— THE TASK —
Take the line containing "the framed photograph?" and all lines after it to the end of the records, and output them exactly.

— DATA FOR THE TASK —
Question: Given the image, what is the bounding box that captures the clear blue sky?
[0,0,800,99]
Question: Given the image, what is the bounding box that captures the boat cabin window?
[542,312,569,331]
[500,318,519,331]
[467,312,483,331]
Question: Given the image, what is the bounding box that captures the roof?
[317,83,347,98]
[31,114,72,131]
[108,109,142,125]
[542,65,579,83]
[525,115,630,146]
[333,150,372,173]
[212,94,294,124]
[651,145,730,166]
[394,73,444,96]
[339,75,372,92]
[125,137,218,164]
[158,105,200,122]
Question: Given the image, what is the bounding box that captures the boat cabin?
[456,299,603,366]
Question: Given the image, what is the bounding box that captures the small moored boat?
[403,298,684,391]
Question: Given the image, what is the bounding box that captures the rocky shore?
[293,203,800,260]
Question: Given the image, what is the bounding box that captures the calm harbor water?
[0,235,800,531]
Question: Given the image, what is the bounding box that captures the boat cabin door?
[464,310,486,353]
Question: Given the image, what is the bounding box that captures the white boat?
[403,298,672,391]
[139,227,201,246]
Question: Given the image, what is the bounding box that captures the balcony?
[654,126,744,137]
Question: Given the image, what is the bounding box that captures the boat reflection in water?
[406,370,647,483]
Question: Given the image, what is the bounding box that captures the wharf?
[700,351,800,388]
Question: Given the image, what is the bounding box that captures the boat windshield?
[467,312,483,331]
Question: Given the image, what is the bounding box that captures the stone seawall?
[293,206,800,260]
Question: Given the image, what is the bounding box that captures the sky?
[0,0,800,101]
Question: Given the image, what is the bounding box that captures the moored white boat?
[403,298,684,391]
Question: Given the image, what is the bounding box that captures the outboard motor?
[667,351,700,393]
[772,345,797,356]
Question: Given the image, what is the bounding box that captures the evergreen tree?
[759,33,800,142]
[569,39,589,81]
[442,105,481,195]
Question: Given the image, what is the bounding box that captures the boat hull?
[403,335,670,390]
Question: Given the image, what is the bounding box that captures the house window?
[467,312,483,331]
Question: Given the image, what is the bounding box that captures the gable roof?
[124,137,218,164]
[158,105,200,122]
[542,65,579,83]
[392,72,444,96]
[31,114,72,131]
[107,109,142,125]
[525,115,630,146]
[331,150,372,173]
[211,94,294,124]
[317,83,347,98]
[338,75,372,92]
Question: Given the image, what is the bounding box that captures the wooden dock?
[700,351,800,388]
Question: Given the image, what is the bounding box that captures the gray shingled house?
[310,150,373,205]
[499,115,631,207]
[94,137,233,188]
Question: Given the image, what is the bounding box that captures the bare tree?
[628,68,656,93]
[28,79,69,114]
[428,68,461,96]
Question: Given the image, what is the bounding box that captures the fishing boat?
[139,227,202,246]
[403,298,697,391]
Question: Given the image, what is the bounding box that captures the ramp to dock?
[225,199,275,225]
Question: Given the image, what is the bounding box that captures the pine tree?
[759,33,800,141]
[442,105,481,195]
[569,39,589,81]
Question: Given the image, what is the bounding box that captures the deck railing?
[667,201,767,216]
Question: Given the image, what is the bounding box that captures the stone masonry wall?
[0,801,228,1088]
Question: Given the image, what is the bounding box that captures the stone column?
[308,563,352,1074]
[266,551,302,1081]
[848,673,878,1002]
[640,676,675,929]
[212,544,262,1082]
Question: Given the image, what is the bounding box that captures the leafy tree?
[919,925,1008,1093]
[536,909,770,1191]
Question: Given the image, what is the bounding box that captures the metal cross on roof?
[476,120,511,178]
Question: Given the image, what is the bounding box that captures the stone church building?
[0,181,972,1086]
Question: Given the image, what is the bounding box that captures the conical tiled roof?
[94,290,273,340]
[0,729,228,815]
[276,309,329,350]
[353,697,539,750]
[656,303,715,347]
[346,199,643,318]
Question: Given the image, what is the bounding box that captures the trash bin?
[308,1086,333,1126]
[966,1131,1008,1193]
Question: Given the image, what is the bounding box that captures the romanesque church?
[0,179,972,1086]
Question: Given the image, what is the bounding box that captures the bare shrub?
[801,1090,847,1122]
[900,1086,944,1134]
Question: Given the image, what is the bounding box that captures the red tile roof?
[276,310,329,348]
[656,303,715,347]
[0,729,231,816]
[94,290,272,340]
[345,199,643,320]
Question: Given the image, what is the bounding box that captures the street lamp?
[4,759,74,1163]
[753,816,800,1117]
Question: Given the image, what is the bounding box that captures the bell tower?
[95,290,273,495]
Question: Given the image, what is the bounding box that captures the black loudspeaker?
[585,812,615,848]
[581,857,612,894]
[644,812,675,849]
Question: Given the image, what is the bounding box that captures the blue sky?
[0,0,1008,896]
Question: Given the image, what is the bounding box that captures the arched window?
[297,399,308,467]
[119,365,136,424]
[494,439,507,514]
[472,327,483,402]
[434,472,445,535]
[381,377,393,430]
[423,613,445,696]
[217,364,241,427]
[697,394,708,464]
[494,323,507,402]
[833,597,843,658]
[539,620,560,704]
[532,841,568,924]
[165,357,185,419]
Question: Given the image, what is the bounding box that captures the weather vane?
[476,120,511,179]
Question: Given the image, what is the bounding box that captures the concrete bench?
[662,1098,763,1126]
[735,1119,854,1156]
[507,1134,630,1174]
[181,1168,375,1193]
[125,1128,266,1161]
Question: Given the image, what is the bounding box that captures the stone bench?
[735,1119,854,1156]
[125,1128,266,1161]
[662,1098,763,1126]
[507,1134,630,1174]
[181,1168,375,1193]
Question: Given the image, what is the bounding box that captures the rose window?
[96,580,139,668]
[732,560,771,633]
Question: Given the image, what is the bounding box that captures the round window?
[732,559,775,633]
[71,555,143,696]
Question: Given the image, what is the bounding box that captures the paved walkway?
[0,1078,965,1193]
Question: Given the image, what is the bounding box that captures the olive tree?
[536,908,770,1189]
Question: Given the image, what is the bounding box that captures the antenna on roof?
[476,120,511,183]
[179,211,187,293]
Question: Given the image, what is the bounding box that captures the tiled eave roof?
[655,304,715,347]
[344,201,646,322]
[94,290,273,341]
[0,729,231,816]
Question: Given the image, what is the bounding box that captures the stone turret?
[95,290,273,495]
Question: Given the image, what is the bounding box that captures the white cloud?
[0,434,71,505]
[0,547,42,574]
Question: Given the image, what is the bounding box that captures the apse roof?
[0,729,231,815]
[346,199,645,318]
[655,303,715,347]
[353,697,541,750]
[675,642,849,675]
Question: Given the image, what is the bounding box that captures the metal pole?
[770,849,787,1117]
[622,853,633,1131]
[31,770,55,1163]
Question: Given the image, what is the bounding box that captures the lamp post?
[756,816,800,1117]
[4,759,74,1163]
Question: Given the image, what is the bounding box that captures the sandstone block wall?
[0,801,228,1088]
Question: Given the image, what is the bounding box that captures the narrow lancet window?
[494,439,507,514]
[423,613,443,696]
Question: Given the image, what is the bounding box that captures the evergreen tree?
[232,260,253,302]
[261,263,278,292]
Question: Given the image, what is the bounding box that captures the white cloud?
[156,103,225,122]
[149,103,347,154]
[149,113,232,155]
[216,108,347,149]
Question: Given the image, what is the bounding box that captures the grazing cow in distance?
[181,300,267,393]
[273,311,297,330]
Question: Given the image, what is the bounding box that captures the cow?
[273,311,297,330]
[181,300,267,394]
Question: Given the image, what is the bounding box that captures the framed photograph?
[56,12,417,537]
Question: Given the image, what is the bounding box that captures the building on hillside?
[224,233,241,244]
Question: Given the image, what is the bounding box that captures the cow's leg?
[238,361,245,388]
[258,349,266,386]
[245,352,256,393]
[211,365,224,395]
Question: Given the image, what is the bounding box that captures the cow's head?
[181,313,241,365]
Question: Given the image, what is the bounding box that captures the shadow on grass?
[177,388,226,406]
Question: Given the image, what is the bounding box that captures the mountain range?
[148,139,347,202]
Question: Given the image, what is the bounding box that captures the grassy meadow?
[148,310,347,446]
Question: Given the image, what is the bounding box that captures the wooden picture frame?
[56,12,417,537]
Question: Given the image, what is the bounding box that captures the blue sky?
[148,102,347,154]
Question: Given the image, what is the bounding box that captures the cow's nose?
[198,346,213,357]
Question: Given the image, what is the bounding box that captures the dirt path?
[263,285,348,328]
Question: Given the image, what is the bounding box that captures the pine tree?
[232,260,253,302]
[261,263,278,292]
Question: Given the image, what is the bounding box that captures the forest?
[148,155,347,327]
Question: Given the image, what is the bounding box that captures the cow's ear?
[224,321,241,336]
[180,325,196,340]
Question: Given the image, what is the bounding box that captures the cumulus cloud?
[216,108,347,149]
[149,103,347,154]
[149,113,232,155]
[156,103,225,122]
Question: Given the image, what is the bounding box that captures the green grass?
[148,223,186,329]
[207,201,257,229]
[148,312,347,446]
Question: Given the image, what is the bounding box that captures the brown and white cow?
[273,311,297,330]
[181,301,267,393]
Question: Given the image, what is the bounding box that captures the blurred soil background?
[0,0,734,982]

— EXPECTED ANSWER —
Question: Given the image, what is the bounding box that captures the framed photograph?
[56,12,417,537]
Question: Given the image, what is the bounding box that captures the building on hillside?
[224,233,241,244]
Question: Given the image, what is the bounding box that captures the cow's leg?
[238,361,245,388]
[258,349,266,386]
[245,352,256,393]
[211,365,224,395]
Question: Given the image, what is the bounding box that captures the cow's head?
[181,313,241,365]
Question: Given the image, what is the bounding box that captures the shadow on grass?
[177,388,226,406]
Question: Given the image, what is the bounding box that captures the mountain range?
[148,139,347,202]
Question: Given the image, what is the bounding box that captures the grassy meadow?
[148,310,347,446]
Question: Given the image, what is the bounding box that captures the wooden picture frame?
[56,12,417,537]
Question: Given the image, what is the bounding box that captures the blue sky?
[148,102,347,154]
Question: Given the image, what is the bounding box that captures the cow's nose?
[198,346,213,357]
Question: Given the image, what is the bounding box that captures the dirt path?
[263,285,348,328]
Question: Given the image, what is the bounding box that captures the pine tree?
[232,260,253,302]
[261,263,278,292]
Question: Given the image, what is the bounding box that captures the forest?
[148,155,347,327]
Question: Given the image, what is the bounding box that captures the cow's ear?
[224,321,241,336]
[180,325,196,340]
Question: Given the image, what is the bounding box that captures the cumulus cloud?
[216,108,347,149]
[149,103,347,154]
[149,113,232,155]
[156,103,225,122]
Question: Given the image, what is the bounding box that captures the green grass?
[148,223,186,329]
[207,201,257,229]
[148,312,347,446]
Question: Given the image, what is the bounding box that captures the brown and white cow?
[273,311,297,330]
[181,301,267,393]
Question: Given the image, what is the bounding box that captures the blurred soil background?
[0,0,734,982]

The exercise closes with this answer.